EXTRACTED MATERIAL Start Marker

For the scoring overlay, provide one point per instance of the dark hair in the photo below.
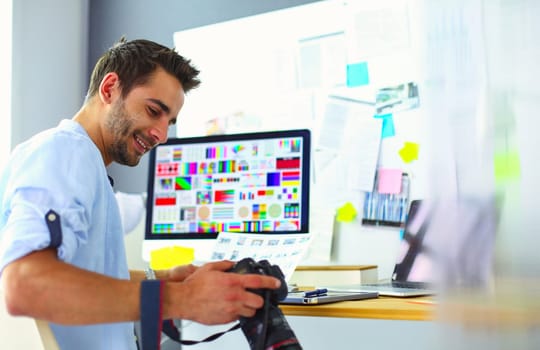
(134, 61)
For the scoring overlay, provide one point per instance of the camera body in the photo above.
(268, 328)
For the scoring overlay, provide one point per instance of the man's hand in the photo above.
(210, 295)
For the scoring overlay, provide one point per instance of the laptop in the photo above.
(412, 274)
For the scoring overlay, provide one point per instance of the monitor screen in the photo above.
(252, 182)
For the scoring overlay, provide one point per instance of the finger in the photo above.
(222, 265)
(254, 281)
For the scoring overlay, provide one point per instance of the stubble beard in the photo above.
(119, 124)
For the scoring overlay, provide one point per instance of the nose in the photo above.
(160, 131)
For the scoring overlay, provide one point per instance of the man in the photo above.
(62, 256)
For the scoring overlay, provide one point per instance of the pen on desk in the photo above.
(315, 292)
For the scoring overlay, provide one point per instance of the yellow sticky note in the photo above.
(165, 258)
(507, 166)
(346, 213)
(409, 152)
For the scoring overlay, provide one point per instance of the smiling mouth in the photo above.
(143, 145)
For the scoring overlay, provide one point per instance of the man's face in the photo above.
(137, 123)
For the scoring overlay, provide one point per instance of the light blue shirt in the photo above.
(62, 169)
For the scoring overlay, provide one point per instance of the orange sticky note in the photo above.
(409, 152)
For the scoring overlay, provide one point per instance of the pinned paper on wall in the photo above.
(357, 74)
(409, 152)
(389, 181)
(507, 166)
(388, 129)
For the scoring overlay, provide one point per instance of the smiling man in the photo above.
(62, 255)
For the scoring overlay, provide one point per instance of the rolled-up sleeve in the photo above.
(46, 179)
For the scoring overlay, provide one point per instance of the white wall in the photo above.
(5, 82)
(50, 45)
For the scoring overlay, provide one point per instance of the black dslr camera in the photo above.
(268, 329)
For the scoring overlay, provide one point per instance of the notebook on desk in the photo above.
(303, 298)
(412, 275)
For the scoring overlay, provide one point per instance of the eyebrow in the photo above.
(162, 105)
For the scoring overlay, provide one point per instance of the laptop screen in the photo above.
(252, 182)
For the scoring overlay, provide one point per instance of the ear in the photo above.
(109, 87)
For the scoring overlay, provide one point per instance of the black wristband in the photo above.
(151, 314)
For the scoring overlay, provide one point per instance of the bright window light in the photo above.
(5, 82)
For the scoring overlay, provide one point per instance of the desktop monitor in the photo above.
(250, 182)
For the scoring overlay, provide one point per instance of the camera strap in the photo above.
(152, 324)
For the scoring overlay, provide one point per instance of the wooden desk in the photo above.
(383, 308)
(384, 324)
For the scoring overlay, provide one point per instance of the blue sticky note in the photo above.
(388, 129)
(357, 74)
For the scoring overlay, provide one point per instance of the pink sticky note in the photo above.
(389, 181)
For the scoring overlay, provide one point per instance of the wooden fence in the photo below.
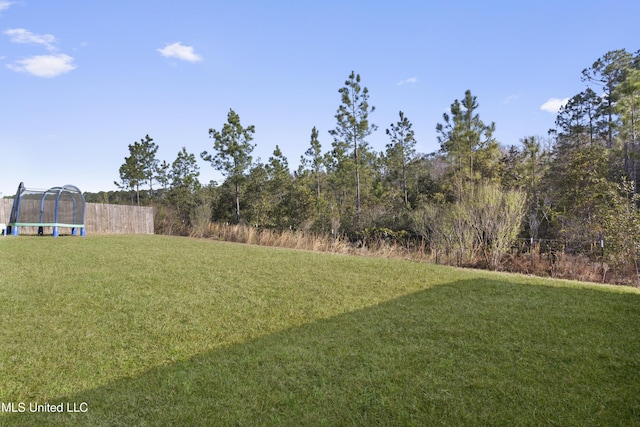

EXTRACTED MATERIAL End Marker

» WHAT IS REQUIRED: Copy the lines above exactly. Do not include pictures.

» EXERCISE RESPONSE:
For the scoring overlay, provide one point per instance of the dark hair in the photo below.
(134, 61)
For the scoring overlay, provide one point per instance of the camera body in the photo above.
(268, 328)
For the scoring overlay, provide one point per instance of the man's hand in the photo above.
(210, 295)
For the scoring overlay, provide one point per instance of the laptop in the photo above.
(412, 274)
For the scoring overlay, provide one point per instance of the monitor screen in the photo above.
(252, 182)
For the scoring overlay, provide one point per instance of the finger in the photo above.
(222, 265)
(254, 281)
For the scoring overlay, provide one point per instance of the stubble beard in the photo above.
(119, 124)
For the scoring overlay, provide one point per instance of the nose in the photo above.
(160, 131)
For the scoring overlay, provide one point per instance of the man in the photo above.
(62, 256)
For the scoring overlay, provide one point per instance of the pen on desk in the photo above.
(315, 292)
For the scoring overlay, provide one point per instance of the yellow sticky note in the photo above.
(165, 258)
(507, 166)
(346, 213)
(409, 152)
For the scoring overlay, provide one point per instance of the smiling mouth in the photo above.
(143, 145)
For the scoring overlay, provide one point per instance of the man's face in the photo above.
(137, 123)
For the scoring overlay, provide one point per instance of the light blue shirt in the photo above.
(62, 169)
For the scoring overlay, provide one point per instance of the orange sticky note in the photo above.
(409, 152)
For the scoring overlay, provide one point per instance of the pinned paper on wall in the photo above.
(357, 74)
(409, 152)
(389, 181)
(507, 166)
(388, 129)
For the scoring overlay, provide one point per instance of the smiling man in the photo above.
(62, 255)
For the scoring overlay, provide one point per instance of the rolled-up sleeve in the photo above.
(46, 179)
For the scoring overlay, provide one point per instance of the white wall in the photo above.
(5, 82)
(50, 45)
For the scoring overlay, provide one point per instance of the black dslr camera in the photo above.
(268, 329)
For the scoring overlay, provide one point per instance of the notebook on desk in the photo above.
(303, 298)
(412, 275)
For the scoring overlay, provide one point per instance of the eyebrow in the photo above.
(162, 105)
For the scoring overlay, provide one point per instance of the laptop screen in the photo above.
(252, 182)
For the scoring overlay, provide one point per instance of the ear in the photo above.
(109, 87)
For the scoring overlay, provide one point per instance of the black wristband in the photo above.
(151, 314)
For the scoring overlay, provide one point per instance of the bright window light in the photo above.
(5, 82)
For the scoring overlay, provide one point per instance of the desktop monitor in the photo above.
(250, 182)
For the scoring overlay, provide one point per instance of the camera strap in the photo above.
(152, 324)
For the scoring overlay, provide one point per instance of the wooden desk in the photo above.
(383, 308)
(384, 324)
For the scoring overlay, provide one point per instance of the blue sticky note in the photo above.
(388, 129)
(357, 74)
For the scoring overlay, provide one point per instance of the pink sticky note in the photo above.
(389, 181)
For the scoring overlay, provide one point per instance of the wooden fence in the photo below.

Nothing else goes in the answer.